Sono stato ai funerali di Baldina Di Vittorio. L'appuntamento è al Tempietto Egizio al Verano. Raggiungo un'entrata laterale e mi perdo nel labirinto di tombe, lapidi, monumenti. Alla fine trovo il luogo e ascolto i discorsi. Una cavalcata nei ricordi di chi, come dice Susanna Camusso, non vuole solo far riapparire la "figlia" di Giuseppe Di Vittorio o la moglie di Giuseppe Berti. Vuole proprio riconoscere l'identità di lei, la donna Baldina, l'antifascista confinata con Lina Fibbi e Teresa Noce nel campo francese di Rieucros. Non c'è solo una figura determinante nella costruzione della nostra democrazia, come sottolinea Emanuele Macaluso, c'è anche la madre affettuosa raccontata dalla figlia Silvia. E’ lei a parlare delle cose che piacevano a Baldina. E qui io all'improvviso, mi sento immerso nelle tormentate vicende dei nostri giorni.
Perché Baldina, dice Silvia, solleva ripetere che gli piaceva il lavoro ben fatto, odiava la sciatteria, il pressappochismo, la faciloneria. Già donne d'altri tempi. Eppure erano le stigmate, vien da pensare, della Cgil, del sindacato italiano. Quello di Di Vittorio che comprava il vocabolario perchè le parole potevano essere un’arma decisiva. Quello di Sergio Garavini che raccontava degli operai di Mirafiori che indossavano la cravatta per andare a parlare col padrone. Era chiamata l'aristocrazia operaia, fatta in gran parte di operai specializzati. Operai che studiavano, andavano oltre quel vocabolario e sapevano, come faceva Cesare Cosi, delegato Fiom a Mirafiori, ridisegnare e studiare la mappa della grande fabbrica. Donne e uomini che facevano del "sapere" il loro punto di forza. Più della capacità di urlare e trascinare le folle. E amavano, come diceva Baldina, il lavoro ben fatto.

• [CONSEGNE DELL'ESERCIZIO]
1. Le affermazioni (a), (b) e (c) concordano con il testo sul funerale di Baldina Di Vittorio? Rispondi sì o no a ciascuna, citando testualmente le parole che lo stabiliscono: (a) la cerimonia si svolge al Tempietto Egizio al Verano; (b) Baldina fu confinata con Lina Fibbi e Teresa Noce in un campo in Italia; (c) Cesare Cosi era delegato Fiom a Mirafiori.
2. Prosegui il testo sul funerale di Baldina Di Vittorio a partire dalla sua ultima frase.

• [VOCI DEL DATASET]
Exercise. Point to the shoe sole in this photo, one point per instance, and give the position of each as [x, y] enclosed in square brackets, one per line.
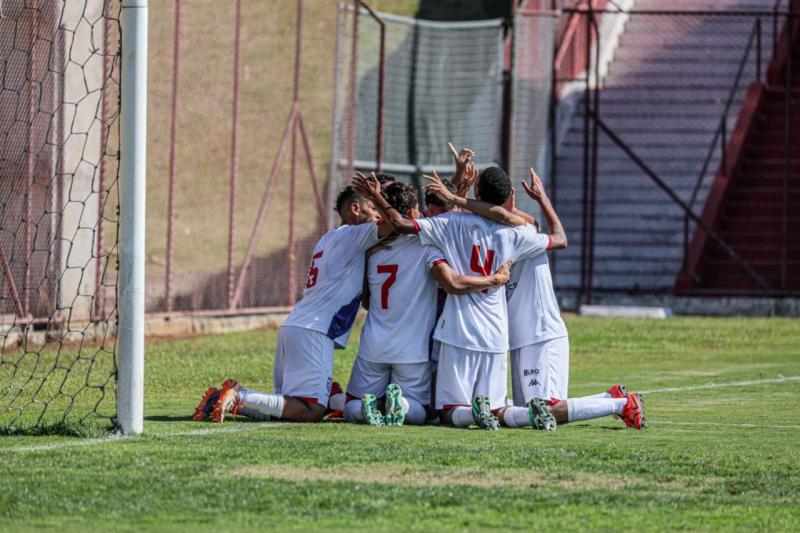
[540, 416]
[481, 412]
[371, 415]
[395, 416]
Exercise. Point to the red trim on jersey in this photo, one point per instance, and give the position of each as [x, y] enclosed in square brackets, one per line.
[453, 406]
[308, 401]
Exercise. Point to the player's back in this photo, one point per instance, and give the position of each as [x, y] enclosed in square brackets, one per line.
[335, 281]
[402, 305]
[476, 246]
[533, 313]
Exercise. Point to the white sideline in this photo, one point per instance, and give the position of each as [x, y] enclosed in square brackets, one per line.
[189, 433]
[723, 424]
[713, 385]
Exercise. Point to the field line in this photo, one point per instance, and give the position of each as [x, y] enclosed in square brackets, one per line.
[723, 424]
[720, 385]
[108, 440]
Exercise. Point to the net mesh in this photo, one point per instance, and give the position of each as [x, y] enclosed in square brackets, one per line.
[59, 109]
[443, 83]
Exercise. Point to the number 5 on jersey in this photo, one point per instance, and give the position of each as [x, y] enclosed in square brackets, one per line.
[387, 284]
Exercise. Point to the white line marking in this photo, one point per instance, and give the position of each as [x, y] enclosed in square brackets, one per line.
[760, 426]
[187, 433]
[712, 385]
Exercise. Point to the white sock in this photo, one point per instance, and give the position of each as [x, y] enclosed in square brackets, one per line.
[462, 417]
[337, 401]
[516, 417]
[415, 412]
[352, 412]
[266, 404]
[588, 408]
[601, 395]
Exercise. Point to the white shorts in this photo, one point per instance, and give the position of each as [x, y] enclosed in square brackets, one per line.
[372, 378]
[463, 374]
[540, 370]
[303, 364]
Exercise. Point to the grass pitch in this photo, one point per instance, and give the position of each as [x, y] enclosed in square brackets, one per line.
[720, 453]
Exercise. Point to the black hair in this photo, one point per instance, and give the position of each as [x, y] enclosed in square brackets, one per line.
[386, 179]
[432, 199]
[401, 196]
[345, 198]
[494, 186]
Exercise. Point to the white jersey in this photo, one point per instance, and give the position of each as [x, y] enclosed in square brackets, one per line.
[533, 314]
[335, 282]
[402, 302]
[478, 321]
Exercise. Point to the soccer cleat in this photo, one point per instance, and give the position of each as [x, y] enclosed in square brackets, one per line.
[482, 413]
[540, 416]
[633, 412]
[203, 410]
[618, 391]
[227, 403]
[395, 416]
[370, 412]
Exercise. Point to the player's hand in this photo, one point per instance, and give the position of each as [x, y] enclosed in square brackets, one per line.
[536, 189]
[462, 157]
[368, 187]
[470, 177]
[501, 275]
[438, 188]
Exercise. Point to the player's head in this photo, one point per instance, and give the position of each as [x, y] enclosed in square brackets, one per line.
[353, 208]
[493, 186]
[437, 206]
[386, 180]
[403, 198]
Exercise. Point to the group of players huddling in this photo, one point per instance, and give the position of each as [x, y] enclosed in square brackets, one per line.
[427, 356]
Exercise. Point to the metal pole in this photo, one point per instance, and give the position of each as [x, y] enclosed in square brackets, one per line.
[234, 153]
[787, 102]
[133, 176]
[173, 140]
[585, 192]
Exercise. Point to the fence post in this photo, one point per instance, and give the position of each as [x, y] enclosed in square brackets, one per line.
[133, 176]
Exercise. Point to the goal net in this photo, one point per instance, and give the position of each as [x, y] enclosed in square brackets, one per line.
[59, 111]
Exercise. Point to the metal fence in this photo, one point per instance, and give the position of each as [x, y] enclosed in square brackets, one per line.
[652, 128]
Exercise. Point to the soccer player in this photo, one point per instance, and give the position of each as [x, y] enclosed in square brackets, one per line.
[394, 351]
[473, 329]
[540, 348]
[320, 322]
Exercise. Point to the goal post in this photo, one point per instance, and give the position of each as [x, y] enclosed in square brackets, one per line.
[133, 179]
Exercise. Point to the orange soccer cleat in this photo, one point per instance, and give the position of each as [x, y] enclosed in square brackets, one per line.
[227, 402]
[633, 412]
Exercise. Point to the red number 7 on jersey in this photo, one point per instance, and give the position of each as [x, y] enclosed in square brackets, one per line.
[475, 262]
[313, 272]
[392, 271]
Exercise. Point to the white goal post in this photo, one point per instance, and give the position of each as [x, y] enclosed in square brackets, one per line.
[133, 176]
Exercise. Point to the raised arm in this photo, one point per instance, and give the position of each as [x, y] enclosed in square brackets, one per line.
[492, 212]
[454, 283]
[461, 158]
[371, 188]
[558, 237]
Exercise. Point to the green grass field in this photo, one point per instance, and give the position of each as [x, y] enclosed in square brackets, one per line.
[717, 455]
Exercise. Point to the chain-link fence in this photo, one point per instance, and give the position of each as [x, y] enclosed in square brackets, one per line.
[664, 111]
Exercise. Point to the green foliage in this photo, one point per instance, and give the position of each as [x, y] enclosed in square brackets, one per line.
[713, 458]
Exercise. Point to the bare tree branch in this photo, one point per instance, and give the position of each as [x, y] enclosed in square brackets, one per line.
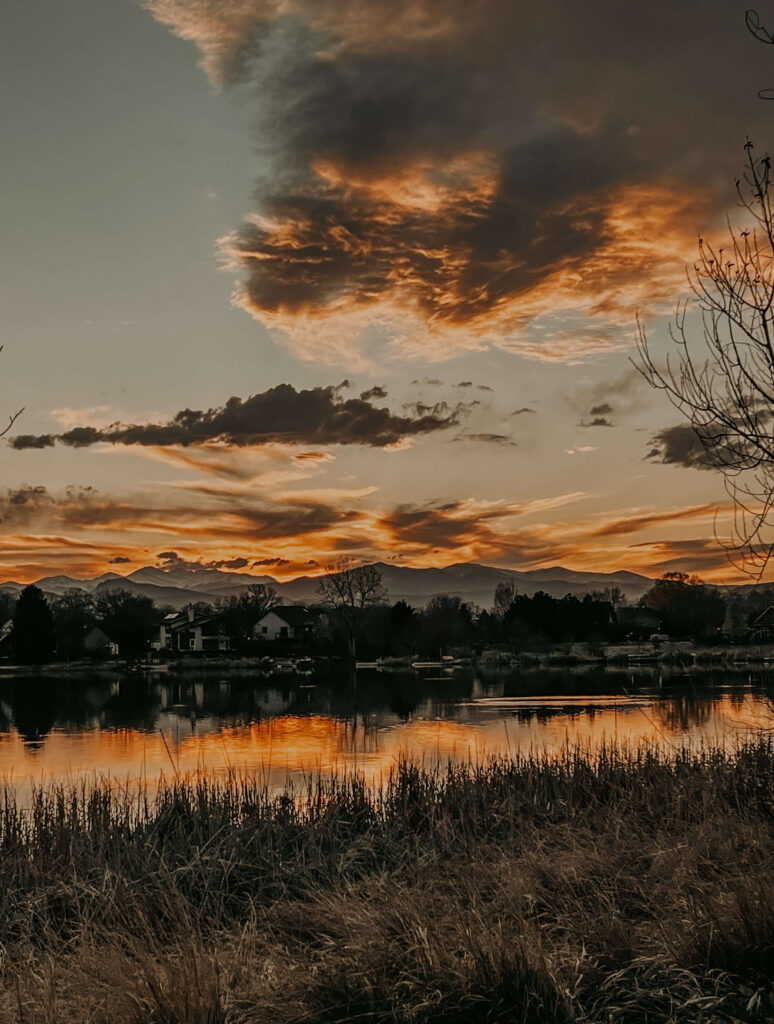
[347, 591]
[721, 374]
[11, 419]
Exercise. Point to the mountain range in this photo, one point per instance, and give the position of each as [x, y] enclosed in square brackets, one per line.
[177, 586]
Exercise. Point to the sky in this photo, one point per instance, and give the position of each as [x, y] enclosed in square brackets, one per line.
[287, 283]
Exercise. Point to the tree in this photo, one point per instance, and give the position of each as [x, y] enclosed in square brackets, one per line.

--

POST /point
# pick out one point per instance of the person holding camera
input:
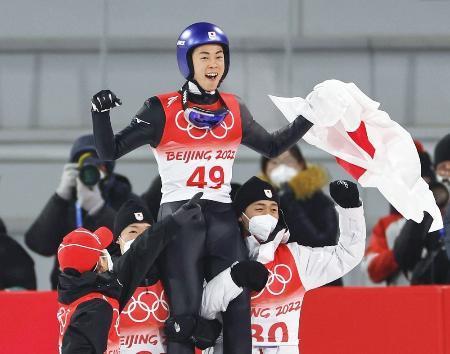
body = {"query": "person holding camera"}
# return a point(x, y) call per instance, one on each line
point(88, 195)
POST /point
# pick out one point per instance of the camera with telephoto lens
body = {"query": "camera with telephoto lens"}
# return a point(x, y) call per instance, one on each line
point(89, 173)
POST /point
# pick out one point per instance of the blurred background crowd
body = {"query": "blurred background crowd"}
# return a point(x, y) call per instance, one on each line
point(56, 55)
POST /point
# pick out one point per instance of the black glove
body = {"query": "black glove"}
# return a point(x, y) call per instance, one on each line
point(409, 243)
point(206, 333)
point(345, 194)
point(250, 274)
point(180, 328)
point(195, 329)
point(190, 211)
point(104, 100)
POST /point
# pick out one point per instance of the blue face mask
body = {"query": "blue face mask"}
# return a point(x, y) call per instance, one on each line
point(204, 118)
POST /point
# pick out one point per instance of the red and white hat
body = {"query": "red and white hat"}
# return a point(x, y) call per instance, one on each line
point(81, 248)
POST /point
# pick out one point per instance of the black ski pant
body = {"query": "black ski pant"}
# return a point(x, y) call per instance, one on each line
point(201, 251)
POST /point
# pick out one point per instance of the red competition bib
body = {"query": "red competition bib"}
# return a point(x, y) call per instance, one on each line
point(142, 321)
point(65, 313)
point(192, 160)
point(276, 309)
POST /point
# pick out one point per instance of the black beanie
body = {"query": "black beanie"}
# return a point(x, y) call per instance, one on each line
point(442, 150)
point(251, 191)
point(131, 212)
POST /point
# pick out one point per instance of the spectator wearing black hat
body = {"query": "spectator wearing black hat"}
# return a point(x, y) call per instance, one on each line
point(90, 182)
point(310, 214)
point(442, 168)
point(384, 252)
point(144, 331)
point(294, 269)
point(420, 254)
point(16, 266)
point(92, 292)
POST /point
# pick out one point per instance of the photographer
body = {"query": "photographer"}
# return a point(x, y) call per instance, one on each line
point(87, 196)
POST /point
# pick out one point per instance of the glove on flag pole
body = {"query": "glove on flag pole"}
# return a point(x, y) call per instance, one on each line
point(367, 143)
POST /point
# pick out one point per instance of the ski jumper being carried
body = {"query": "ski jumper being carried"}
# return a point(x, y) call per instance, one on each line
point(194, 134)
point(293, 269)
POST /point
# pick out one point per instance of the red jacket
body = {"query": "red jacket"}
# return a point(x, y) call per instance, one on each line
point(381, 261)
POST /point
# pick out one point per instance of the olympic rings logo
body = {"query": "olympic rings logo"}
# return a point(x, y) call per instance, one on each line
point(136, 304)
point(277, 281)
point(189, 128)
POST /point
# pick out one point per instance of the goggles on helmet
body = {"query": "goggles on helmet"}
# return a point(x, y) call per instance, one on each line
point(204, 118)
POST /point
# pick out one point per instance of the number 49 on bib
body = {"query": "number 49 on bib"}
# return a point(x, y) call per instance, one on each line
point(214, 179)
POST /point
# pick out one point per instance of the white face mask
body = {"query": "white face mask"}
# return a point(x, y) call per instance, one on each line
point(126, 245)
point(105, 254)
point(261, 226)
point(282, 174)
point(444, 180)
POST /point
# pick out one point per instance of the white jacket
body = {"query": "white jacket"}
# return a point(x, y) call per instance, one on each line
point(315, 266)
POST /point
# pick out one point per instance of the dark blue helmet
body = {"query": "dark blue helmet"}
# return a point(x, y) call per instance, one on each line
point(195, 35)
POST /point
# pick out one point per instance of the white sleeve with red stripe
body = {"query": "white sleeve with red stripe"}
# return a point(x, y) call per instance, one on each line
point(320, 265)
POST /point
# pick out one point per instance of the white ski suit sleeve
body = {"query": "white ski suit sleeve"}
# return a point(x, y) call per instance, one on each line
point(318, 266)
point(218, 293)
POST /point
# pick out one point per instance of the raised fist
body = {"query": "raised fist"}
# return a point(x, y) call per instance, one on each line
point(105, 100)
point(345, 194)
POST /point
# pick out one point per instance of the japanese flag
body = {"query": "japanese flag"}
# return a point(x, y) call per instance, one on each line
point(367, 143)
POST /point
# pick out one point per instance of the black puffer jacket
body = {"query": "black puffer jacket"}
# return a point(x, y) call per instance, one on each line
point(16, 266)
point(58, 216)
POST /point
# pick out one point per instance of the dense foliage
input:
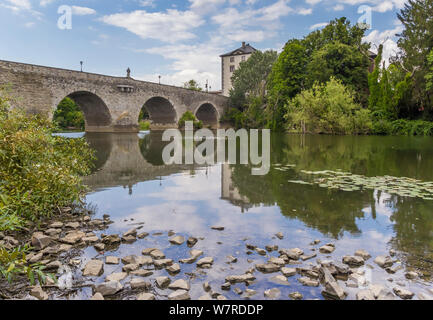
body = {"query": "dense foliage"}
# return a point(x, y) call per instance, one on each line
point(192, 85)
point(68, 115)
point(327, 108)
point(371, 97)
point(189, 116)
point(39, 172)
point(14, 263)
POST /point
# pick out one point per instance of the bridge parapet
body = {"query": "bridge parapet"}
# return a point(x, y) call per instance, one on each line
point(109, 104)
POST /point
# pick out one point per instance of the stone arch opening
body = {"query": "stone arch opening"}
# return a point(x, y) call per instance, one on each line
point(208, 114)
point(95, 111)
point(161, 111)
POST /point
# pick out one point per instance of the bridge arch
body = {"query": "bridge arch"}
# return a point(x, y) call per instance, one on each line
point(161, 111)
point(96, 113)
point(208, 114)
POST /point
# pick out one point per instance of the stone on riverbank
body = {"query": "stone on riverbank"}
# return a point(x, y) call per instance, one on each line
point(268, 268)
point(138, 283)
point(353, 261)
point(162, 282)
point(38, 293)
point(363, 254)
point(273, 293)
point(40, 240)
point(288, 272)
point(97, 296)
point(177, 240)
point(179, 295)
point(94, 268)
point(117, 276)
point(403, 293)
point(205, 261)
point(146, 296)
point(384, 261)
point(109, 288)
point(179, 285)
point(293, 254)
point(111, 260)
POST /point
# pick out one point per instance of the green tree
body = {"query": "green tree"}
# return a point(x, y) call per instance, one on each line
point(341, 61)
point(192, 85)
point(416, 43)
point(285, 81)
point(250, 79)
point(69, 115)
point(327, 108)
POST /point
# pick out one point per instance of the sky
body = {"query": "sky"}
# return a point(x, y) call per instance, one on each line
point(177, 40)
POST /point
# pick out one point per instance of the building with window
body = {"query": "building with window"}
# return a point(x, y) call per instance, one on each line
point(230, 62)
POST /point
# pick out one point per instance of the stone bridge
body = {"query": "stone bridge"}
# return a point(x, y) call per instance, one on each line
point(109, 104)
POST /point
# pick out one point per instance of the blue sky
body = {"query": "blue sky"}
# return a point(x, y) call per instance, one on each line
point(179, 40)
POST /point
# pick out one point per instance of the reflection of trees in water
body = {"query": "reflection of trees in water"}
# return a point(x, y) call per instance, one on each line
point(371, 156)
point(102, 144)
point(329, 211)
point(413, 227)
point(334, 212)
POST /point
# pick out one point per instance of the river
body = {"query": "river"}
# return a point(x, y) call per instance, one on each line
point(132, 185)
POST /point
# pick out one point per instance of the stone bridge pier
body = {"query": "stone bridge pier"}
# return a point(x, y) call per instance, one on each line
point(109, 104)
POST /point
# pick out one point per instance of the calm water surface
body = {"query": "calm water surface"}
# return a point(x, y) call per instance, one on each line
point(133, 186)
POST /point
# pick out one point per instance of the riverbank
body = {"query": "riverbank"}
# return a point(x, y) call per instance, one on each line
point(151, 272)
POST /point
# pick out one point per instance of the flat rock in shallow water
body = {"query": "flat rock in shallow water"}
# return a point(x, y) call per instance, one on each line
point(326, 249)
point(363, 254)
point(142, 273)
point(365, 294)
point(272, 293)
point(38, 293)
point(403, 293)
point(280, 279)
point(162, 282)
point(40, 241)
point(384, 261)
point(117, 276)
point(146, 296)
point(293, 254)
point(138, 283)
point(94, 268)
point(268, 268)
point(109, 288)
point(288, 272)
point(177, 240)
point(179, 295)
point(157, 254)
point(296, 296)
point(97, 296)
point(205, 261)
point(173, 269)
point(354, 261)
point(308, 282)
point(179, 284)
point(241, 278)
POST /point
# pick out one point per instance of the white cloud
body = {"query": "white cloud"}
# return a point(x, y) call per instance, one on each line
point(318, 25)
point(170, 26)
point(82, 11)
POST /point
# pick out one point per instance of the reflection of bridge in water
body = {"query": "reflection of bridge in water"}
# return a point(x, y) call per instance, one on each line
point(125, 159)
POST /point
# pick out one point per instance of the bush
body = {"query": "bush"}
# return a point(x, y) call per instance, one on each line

==

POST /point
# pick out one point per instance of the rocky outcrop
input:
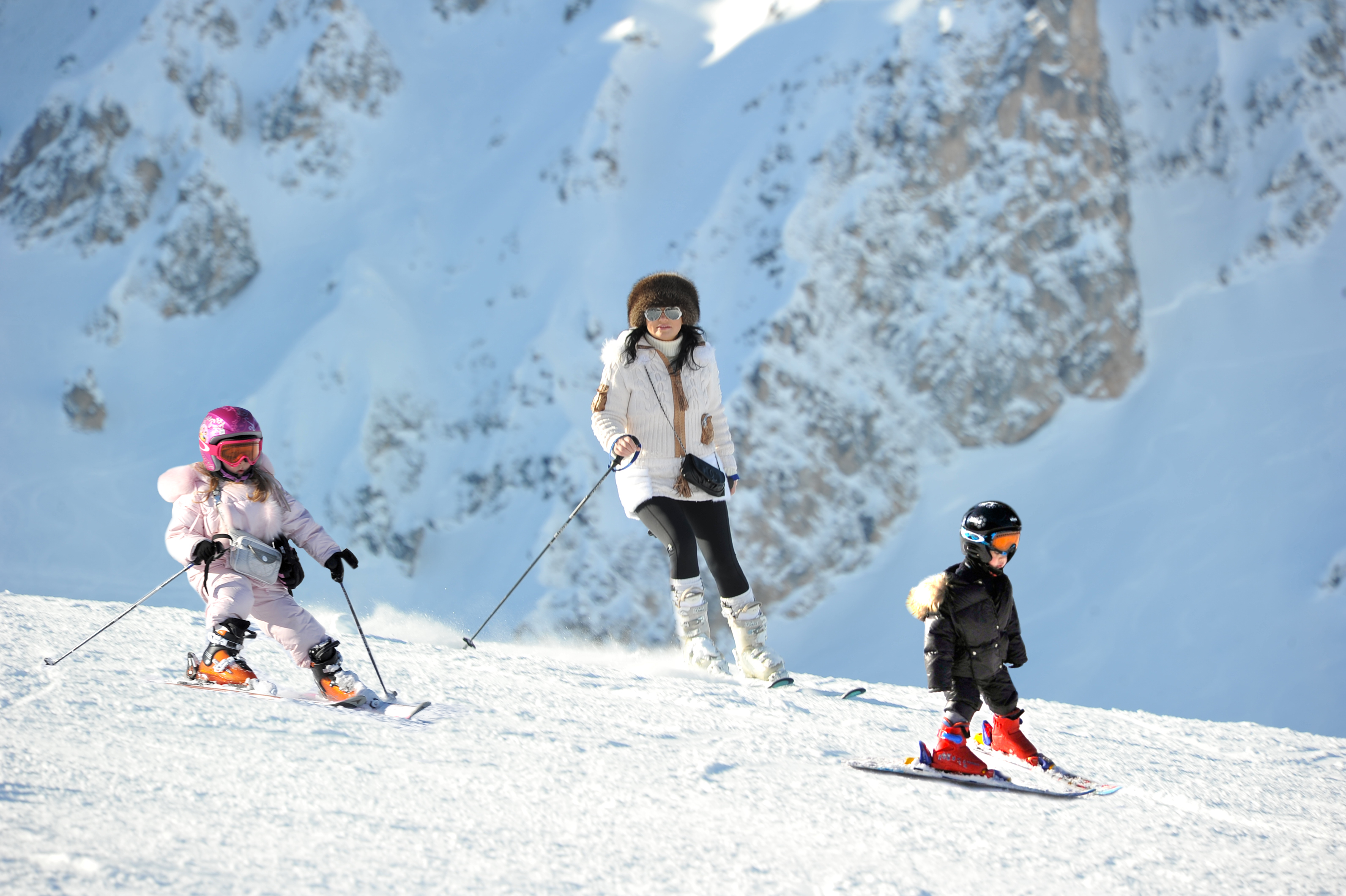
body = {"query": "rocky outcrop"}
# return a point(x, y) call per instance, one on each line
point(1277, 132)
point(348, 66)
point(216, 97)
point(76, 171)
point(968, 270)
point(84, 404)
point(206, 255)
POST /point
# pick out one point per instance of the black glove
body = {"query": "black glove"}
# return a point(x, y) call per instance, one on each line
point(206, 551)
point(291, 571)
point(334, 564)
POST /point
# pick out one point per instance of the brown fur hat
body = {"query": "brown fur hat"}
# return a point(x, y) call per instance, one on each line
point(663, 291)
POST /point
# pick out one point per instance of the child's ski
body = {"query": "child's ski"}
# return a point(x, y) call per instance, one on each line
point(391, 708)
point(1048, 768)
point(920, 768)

• [RISPOSTE ATTESE]
1.
(a) Sì: «L'appuntamento è al Tempietto Egizio al Verano».
(b) No: «l'antifascista confinata con Lina Fibbi e Teresa Noce nel campo francese di Rieucros».
(c) Sì: «come faceva Cesare Cosi, delegato Fiom a Mirafiori».

2.
Era il cosiddetto fordismo. Poi tutto è andato franando. Quella che si chiamava classe e vantava una coscienza di classe, intrisa di senso di responsabilità, intenta a combattere corporativismi e sirene plebee, convinta di prepararsi per il futuro ad una esperienza egemonica, è diventata un agglomerato confuso e diverso. E’ cominciato il post fordismo, studiato a lungo da Bruno Trentin, fatto di trasformazioni, frantumazioni, con il depauperamento dell'apparato produttivo. Il sindacato ha faticato, fatica, a rincorrere i mutamenti, a organizzarli a guidarli. Rischia, così, di perdere in autorevolezza. Novella, Lama, Pizzinato Trentin hanno cercato di percorrere le strade del rinnovamento, della rifondazione. Basta leggere i diari di Trentin per capire le difficoltà incontrate. Non c'era solo il "male oscuro" delle correnti politiche che nel sindacato premiavano spesso più che le competenze le fedeltà politiche. C'erano fenomeni di burocratismo, di pigrizia, per non parlare degli intralci derivanti dalle difficoltà unitarie. E questo rischio di perdita di autorevolezza è stato spesso alimentato dai governi di centrodestra. Finchè addirittura un governo di centrosinistra non esita oggi a considerare il sindacato un intralcio e non un possibile alleato nel rinnovamento sociale.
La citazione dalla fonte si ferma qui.